* Exercise material:
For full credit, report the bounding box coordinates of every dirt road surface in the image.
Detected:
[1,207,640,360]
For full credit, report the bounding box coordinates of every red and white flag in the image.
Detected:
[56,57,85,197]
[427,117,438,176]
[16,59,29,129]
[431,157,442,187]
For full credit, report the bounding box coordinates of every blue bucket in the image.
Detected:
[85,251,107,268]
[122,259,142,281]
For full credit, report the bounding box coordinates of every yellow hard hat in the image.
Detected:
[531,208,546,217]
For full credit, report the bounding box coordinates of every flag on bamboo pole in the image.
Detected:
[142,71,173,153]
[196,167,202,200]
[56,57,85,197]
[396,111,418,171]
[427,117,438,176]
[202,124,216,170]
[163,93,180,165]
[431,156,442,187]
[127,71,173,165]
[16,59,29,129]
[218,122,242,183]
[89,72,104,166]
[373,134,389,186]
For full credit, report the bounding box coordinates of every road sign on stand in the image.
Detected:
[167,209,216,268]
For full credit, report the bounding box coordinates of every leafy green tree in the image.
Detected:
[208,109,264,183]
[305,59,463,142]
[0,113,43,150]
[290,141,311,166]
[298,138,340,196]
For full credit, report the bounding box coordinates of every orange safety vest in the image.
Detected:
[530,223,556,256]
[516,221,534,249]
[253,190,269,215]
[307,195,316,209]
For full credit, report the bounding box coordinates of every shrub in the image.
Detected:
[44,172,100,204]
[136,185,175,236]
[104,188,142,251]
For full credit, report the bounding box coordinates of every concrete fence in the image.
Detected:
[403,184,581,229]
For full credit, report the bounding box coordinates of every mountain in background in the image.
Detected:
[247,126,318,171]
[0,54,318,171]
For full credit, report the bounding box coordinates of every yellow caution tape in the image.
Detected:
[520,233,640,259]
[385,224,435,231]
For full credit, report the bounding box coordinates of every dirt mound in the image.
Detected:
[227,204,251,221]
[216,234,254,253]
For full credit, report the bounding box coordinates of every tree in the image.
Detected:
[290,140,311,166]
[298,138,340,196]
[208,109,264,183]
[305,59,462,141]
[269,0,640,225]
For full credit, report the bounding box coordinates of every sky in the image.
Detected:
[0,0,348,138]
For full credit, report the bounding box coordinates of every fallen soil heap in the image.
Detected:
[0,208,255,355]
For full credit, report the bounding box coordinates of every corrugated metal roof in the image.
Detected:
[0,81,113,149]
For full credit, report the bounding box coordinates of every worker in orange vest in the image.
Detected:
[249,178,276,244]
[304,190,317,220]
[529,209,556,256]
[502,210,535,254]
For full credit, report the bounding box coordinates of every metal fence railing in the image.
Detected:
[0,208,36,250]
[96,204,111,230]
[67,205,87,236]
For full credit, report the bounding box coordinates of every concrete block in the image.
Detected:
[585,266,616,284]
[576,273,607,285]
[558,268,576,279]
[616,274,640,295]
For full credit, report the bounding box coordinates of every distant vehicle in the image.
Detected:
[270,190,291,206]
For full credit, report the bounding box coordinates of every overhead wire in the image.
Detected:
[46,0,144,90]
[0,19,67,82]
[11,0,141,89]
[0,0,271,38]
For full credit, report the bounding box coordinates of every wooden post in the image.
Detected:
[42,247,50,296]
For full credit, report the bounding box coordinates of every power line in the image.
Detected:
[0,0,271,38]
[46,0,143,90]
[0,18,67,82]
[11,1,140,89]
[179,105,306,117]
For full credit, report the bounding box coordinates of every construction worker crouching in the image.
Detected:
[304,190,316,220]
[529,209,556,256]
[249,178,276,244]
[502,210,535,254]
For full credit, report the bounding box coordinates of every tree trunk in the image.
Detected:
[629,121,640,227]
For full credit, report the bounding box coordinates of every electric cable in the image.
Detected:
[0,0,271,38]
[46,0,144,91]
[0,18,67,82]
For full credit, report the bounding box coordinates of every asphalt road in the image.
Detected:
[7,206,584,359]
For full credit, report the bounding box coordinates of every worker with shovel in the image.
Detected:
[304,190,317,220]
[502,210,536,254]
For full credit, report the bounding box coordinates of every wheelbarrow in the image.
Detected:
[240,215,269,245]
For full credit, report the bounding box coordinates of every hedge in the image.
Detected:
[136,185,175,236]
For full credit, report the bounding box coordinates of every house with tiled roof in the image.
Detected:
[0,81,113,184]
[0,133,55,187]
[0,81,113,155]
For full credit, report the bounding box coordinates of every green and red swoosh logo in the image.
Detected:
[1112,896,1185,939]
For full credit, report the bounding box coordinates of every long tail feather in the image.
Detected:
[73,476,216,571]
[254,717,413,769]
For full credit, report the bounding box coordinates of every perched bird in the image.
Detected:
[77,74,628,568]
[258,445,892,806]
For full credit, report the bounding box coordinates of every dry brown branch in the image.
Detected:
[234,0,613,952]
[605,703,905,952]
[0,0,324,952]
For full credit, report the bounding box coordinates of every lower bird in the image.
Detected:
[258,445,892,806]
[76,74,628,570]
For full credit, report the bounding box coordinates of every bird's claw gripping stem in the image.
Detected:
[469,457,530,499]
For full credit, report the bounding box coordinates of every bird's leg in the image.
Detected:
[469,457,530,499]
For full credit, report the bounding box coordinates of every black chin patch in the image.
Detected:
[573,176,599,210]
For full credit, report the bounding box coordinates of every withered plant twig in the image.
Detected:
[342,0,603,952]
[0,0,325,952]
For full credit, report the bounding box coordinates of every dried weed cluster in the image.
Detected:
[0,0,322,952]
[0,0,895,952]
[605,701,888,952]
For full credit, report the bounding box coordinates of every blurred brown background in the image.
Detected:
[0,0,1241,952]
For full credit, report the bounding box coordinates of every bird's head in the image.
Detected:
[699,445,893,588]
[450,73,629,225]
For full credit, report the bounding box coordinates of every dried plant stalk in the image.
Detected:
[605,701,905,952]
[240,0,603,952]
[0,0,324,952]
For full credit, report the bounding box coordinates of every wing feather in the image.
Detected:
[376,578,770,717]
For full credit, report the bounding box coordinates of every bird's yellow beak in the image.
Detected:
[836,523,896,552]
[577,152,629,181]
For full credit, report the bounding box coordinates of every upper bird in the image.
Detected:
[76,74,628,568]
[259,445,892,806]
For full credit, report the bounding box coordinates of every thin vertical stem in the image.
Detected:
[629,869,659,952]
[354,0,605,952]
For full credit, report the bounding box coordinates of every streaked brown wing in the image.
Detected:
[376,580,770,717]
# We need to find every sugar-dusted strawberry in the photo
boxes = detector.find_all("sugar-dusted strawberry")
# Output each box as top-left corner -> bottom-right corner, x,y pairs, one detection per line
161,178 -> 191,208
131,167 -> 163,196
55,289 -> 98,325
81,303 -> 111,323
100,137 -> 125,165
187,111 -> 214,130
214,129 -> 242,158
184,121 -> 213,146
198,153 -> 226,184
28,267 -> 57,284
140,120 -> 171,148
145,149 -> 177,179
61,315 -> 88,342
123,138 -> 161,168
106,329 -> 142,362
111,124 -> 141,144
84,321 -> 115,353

* Given request:
Rewrite everything in the records from the line containing "crouching in the image." down to the line containing "[0,0,325,952]", both included, and increase every bounding box coordinate by 134. Keep all other text in those lines as it is.

* Correct answer:
For full credit, report the bounding box coordinates of every construction worker crouching in the image.
Detected:
[438,324,450,354]
[663,343,690,390]
[383,312,410,378]
[636,344,669,388]
For full credit, report the bounding box coordinates of every tree trunk in the image.
Detected:
[763,255,774,361]
For full credit, report the bounding box coordinates of every electric cable in the image.
Detected:
[134,134,405,172]
[180,134,278,225]
[134,152,201,216]
For full credit, report the bounding box coordinates of every asphalt road in the image.
Detected:
[141,340,718,493]
For full credit, report the bounding box coordinates of every worker with shovel in the image.
Detected:
[438,324,451,354]
[636,344,670,388]
For full credit, report the bounding box coordinates of every wheelbarrow in the image.
Detected:
[374,349,403,379]
For full credit, report the bounding box coordinates of every hedge in the image.
Detected:
[270,319,309,370]
For full credit, report the bounding box coordinates of every house with tiled roof in the image.
Detected:
[134,215,247,318]
[134,267,189,321]
[134,215,247,289]
For full credit, report the bounding box coordinates of every green and red swoosh logo in the image.
Detected:
[1246,1030,1319,1073]
For full credit, report the bounding box coordinates of every long tail feather in the image.
Detected:
[207,610,350,705]
[388,851,547,903]
For full credit, report the bounding box coordinates of every perched bird in the image.
Detected:
[211,208,762,702]
[392,579,1026,940]
For full credit, report the bounding box coordinates of every dry brown branch in the image.
Detected:
[368,134,747,1086]
[739,837,1039,1086]
[134,134,458,1086]
For full credit, report the bounding box coordinates of every lower bird in the image.
Detected:
[392,579,1026,940]
[210,208,762,704]
For full credit, report the bounding box coordinates of every bird's claw gripping stem in the image.
Detected:
[603,591,664,633]
For full credit, report the bounding box coordinates of every bird's leg in the image.
Detected:
[603,591,664,633]
For full credit, report the bounding box coordinates of every black chin patch in the image.
Detected:
[707,310,733,344]
For full credit, report the bounding box coordinates of every withered plant twig in the image.
Detected:
[476,134,737,1086]
[134,134,459,1086]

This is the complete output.